**WHAT TO PRODUCE:** Render the entire listing below as a JSON list of strings, one string per line, with blank lines omitted.

**STORED ROWS:**

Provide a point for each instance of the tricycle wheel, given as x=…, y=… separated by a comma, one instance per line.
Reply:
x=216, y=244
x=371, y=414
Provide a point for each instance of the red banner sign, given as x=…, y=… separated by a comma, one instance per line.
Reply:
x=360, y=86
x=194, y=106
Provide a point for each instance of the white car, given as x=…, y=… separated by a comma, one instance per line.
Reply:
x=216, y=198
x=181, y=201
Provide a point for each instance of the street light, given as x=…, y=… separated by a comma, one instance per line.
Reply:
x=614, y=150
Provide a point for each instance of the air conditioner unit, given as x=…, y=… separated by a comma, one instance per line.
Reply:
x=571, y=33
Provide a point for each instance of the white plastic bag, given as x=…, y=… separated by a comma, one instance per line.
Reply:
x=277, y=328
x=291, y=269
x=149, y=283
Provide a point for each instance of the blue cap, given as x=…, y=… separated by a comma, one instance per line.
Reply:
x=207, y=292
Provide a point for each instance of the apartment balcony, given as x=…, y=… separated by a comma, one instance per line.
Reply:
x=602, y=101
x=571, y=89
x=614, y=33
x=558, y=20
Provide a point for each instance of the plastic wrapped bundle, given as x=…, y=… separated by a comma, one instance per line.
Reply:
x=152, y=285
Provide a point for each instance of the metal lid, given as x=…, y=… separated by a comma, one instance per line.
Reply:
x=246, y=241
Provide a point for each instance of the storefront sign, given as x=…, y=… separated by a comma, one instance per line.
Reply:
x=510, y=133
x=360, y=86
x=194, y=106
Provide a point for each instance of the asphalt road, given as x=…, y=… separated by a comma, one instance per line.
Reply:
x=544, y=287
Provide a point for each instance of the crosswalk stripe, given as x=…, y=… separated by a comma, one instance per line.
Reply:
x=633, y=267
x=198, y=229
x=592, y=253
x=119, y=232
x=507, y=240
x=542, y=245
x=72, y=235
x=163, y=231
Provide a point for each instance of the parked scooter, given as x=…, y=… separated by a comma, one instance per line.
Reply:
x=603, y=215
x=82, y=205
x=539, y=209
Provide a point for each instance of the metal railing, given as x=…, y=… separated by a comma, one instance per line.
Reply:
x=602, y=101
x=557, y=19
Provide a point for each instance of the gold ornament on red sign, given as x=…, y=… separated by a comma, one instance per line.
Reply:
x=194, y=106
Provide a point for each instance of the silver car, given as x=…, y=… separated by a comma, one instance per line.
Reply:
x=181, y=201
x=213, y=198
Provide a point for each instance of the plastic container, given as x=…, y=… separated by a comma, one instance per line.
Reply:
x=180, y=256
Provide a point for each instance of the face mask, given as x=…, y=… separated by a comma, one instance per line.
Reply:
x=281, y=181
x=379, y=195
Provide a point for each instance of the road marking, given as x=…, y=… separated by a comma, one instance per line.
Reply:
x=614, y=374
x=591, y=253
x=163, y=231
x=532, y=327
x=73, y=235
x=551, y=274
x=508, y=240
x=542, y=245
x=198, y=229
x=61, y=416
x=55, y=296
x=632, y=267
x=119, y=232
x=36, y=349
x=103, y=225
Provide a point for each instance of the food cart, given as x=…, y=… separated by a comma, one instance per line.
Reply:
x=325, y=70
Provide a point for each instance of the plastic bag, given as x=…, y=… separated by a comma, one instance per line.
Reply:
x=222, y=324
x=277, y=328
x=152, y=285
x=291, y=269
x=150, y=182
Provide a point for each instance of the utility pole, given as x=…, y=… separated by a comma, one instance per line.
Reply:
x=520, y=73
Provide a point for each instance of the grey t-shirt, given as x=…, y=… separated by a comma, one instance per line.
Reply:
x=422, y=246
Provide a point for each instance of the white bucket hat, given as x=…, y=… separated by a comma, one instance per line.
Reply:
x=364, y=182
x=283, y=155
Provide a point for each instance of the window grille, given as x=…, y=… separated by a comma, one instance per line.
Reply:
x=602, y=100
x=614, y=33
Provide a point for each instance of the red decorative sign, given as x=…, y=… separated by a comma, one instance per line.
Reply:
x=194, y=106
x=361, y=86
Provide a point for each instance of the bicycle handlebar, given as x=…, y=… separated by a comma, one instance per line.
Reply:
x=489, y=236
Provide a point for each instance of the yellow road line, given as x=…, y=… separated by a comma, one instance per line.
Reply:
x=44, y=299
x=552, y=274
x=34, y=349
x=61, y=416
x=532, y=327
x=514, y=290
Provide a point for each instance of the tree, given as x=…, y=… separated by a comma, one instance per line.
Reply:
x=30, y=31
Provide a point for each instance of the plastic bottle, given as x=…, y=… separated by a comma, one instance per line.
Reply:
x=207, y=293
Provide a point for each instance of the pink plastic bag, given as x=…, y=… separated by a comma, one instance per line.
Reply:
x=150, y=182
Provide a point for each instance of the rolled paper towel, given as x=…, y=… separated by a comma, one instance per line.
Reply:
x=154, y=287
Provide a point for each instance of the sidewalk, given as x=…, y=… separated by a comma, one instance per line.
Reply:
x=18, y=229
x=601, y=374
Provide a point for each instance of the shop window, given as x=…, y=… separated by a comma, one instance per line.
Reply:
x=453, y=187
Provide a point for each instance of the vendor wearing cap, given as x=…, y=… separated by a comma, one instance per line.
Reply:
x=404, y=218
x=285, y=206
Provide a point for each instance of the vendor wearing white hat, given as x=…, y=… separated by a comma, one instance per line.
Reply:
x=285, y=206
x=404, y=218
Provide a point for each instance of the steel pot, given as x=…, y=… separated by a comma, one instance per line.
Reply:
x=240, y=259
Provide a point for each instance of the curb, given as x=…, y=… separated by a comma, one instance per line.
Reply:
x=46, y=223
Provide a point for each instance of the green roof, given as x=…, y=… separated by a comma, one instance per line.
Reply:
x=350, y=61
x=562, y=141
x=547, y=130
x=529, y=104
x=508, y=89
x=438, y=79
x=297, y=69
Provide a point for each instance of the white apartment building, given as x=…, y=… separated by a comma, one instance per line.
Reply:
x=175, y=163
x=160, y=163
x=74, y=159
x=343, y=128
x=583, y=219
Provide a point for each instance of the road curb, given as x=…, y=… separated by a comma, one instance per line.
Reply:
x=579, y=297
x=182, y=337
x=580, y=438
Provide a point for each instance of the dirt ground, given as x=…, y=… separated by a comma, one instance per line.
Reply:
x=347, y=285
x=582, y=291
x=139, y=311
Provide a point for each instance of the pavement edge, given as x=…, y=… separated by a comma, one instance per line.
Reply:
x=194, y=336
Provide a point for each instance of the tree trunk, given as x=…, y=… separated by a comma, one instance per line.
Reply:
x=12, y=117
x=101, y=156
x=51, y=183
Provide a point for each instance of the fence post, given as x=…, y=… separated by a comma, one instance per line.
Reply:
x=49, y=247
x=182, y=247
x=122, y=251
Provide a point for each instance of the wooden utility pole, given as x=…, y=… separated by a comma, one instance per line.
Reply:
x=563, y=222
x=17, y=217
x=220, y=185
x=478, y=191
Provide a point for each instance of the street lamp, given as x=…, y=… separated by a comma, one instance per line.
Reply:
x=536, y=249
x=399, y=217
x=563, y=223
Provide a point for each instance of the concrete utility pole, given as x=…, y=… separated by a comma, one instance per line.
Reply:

**COMPLETED EXERCISE:**
[
  "Provide a point for each instance of the tricycle wheel, given as x=…, y=… separated by a comma, one instance per line.",
  "Reply:",
  "x=216, y=244",
  "x=371, y=414",
  "Provide a point for each instance of the red banner sign, given as x=…, y=… separated by a comma, one instance per line.",
  "Reply:",
  "x=360, y=86",
  "x=194, y=106",
  "Provide a point for each instance of the white car, given as x=…, y=… separated by a comma, one instance per line.",
  "Reply:",
  "x=216, y=198",
  "x=181, y=201",
  "Provide a point for each instance of the street light, given as x=…, y=… separated by a comma, one instance per line.",
  "Reply:",
  "x=614, y=150",
  "Provide a point for each instance of the air conditioner unit, given as x=…, y=… separated by a comma, one instance per line.",
  "Reply:",
  "x=571, y=33",
  "Provide a point for each instance of the white plastic bag, given as x=…, y=… separated by a comma, one instance per line.",
  "Reply:",
  "x=277, y=328",
  "x=291, y=269",
  "x=149, y=283",
  "Provide a point for each instance of the blue cap, given as x=…, y=… separated by a comma, one instance per line.",
  "Reply:",
  "x=207, y=292",
  "Provide a point for each instance of the apartment balcony, given as x=…, y=… separated by a comma, one instance per line.",
  "Reply:",
  "x=602, y=101",
  "x=571, y=89",
  "x=614, y=33",
  "x=558, y=20",
  "Provide a point for each instance of the plastic wrapped bundle, given as x=…, y=… separated by a comma, one instance per line.",
  "Reply:",
  "x=152, y=285",
  "Provide a point for each instance of the metal lid, given as x=…, y=… separated by a comma, one instance per line.",
  "Reply:",
  "x=246, y=241",
  "Provide a point for each instance of the storefront sign, given as x=…, y=… separated by a comma, one instance per line.",
  "Reply:",
  "x=510, y=133",
  "x=360, y=86",
  "x=194, y=106",
  "Provide a point for each instance of the asphalt road, given as x=…, y=… separated by a comma, one instance per line.",
  "Reply:",
  "x=544, y=287",
  "Provide a point for each instance of the crosswalk stripe, given as x=…, y=… separated by a comma, one instance per line.",
  "Reply:",
  "x=633, y=267",
  "x=198, y=229",
  "x=592, y=253",
  "x=119, y=232",
  "x=507, y=240",
  "x=542, y=245",
  "x=72, y=235",
  "x=163, y=231",
  "Provide a point for each instance of the parked scooter, given as x=…, y=… separated by a comma, one instance per line.",
  "Reply:",
  "x=603, y=215",
  "x=82, y=205",
  "x=539, y=209",
  "Provide a point for each instance of the metal railing, given as x=…, y=… separated by a comma, one instance per line.",
  "Reply:",
  "x=602, y=101",
  "x=557, y=19",
  "Provide a point for each instance of the gold ornament on red sign, given as x=…, y=… separated by a comma, one instance per line.",
  "Reply:",
  "x=194, y=106",
  "Provide a point for each instance of the silver car, given as x=…, y=… separated by a comma, one instance per line.",
  "Reply:",
  "x=181, y=201",
  "x=213, y=198",
  "Provide a point for each instance of the plastic container, given as x=…, y=… separated by a comma, one instance per line.",
  "Reply:",
  "x=180, y=256",
  "Provide a point for each instance of the face mask, given as x=…, y=… separated by a comma, one instance per line.",
  "Reply:",
  "x=281, y=181",
  "x=379, y=195",
  "Provide a point for each instance of the road marking, given as x=…, y=… separated by a comma, one instance per line.",
  "Reply:",
  "x=614, y=374",
  "x=591, y=253",
  "x=163, y=231",
  "x=532, y=327",
  "x=73, y=235",
  "x=551, y=274",
  "x=508, y=240",
  "x=542, y=245",
  "x=198, y=229",
  "x=61, y=416",
  "x=55, y=296",
  "x=632, y=267",
  "x=119, y=232",
  "x=36, y=349",
  "x=103, y=225",
  "Provide a point for each instance of the food cart, given as x=…, y=… separated by a comma, one instance per line.",
  "Reply:",
  "x=325, y=70",
  "Provide a point for each instance of the plastic bag, given as x=…, y=… separated by a comma, one instance per line.",
  "Reply:",
  "x=222, y=324",
  "x=277, y=328",
  "x=152, y=285",
  "x=291, y=269",
  "x=150, y=182",
  "Provide a point for each instance of the utility pole, given as x=…, y=… separated by a comma, one instance per line.",
  "Reply:",
  "x=520, y=73",
  "Provide a point for each instance of the grey t-shirt, given as x=…, y=… separated by a comma, one instance per line.",
  "Reply:",
  "x=422, y=246",
  "Provide a point for each instance of the white bucket hat, given as x=…, y=… separated by a comma, one instance per line.",
  "Reply:",
  "x=364, y=182",
  "x=283, y=155",
  "Provide a point for each instance of the window grille, given as x=…, y=… separated by a comma, one instance per line.",
  "Reply:",
  "x=602, y=100",
  "x=614, y=33",
  "Provide a point for each instance of the red decorative sign, given as x=…, y=… separated by a comma, one instance per line.",
  "Reply:",
  "x=194, y=106",
  "x=361, y=86",
  "Provide a point for each instance of the bicycle handlebar, given as x=…, y=… separated by a comma, one instance per line.",
  "Reply:",
  "x=489, y=236",
  "Provide a point for each instance of the yellow road line, given as x=…, y=… separated by a comma, one instance per line.",
  "Reply:",
  "x=44, y=299",
  "x=552, y=274",
  "x=34, y=349",
  "x=61, y=416",
  "x=532, y=327",
  "x=514, y=290",
  "Provide a point for each instance of the tree, given as x=…, y=… separated by a comma, one instance per line.",
  "Reply:",
  "x=30, y=31",
  "Provide a point for each instance of the plastic bottle, given as x=…, y=… separated by a comma, one instance per line.",
  "Reply:",
  "x=207, y=293",
  "Provide a point for each instance of the pink plastic bag, given as x=…, y=… separated by a comma, one instance per line.",
  "Reply:",
  "x=150, y=182",
  "Provide a point for each instance of the rolled paper towel, given as x=…, y=… separated by a comma, one instance per line.",
  "Reply:",
  "x=154, y=287",
  "Provide a point for each instance of the sidewalk, given as x=…, y=… separated by a comma, one instance per line.",
  "Reply:",
  "x=18, y=229",
  "x=601, y=374",
  "Provide a point for each instance of the shop window, given as x=…, y=… separated by a comma, one instance per line.",
  "Reply:",
  "x=453, y=187",
  "Provide a point for each instance of the vendor wearing cap, given as x=…, y=… separated by a comma, one instance per line.",
  "Reply:",
  "x=404, y=218",
  "x=285, y=206",
  "Provide a point for each instance of the vendor wearing white hat, given as x=…, y=… separated by a comma, one instance per line.",
  "Reply:",
  "x=285, y=206",
  "x=404, y=218",
  "Provide a point for each instance of the steel pot, given as x=…, y=… separated by a comma, one instance per line.",
  "Reply:",
  "x=240, y=259",
  "Provide a point for each instance of the curb, given as x=…, y=… separated by a comma, one instance per line.",
  "Reply:",
  "x=46, y=223",
  "Provide a point for each instance of the green roof, given as x=…, y=… separated by a comma, one instance per line.",
  "Reply:",
  "x=350, y=61",
  "x=562, y=141",
  "x=547, y=130",
  "x=529, y=104",
  "x=508, y=89",
  "x=438, y=79",
  "x=297, y=69",
  "Provide a point for each instance of the white apartment building, given as x=…, y=… separated by a comma, one instance per line.",
  "Reply:",
  "x=175, y=163",
  "x=160, y=163",
  "x=74, y=159",
  "x=343, y=128",
  "x=583, y=219",
  "Provide a point for each instance of the road curb, given as x=…, y=… separated by a comma, one instance per line.",
  "Reply:",
  "x=579, y=297",
  "x=182, y=337",
  "x=580, y=438",
  "Provide a point for each instance of the dirt ground, given as x=…, y=… separated by a comma, one instance per line.",
  "Reply:",
  "x=347, y=285",
  "x=582, y=291",
  "x=139, y=311",
  "Provide a point for each instance of the pavement edge, given as x=…, y=… separated by a comma, one instance per line.",
  "Reply:",
  "x=194, y=336",
  "Provide a point for each instance of the tree trunk, given as x=…, y=… separated by a comma, one instance per line.",
  "Reply:",
  "x=12, y=117",
  "x=101, y=156",
  "x=51, y=183",
  "Provide a point for each instance of the fence post, given as x=…, y=… separated by a comma, one instance per line.",
  "Reply:",
  "x=49, y=247",
  "x=182, y=247",
  "x=122, y=251",
  "Provide a point for each instance of the wooden utility pole, given as x=…, y=… separated by a comma, one instance per line.",
  "Reply:",
  "x=563, y=222",
  "x=17, y=217",
  "x=220, y=185",
  "x=478, y=191",
  "Provide a point for each instance of the street lamp, given as x=…, y=… separated by a comma, one instance per line.",
  "Reply:",
  "x=536, y=249",
  "x=399, y=217",
  "x=563, y=223",
  "Provide a point for each instance of the concrete utility pole, given as x=…, y=… separated by a comma, one instance per line.",
  "Reply:"
]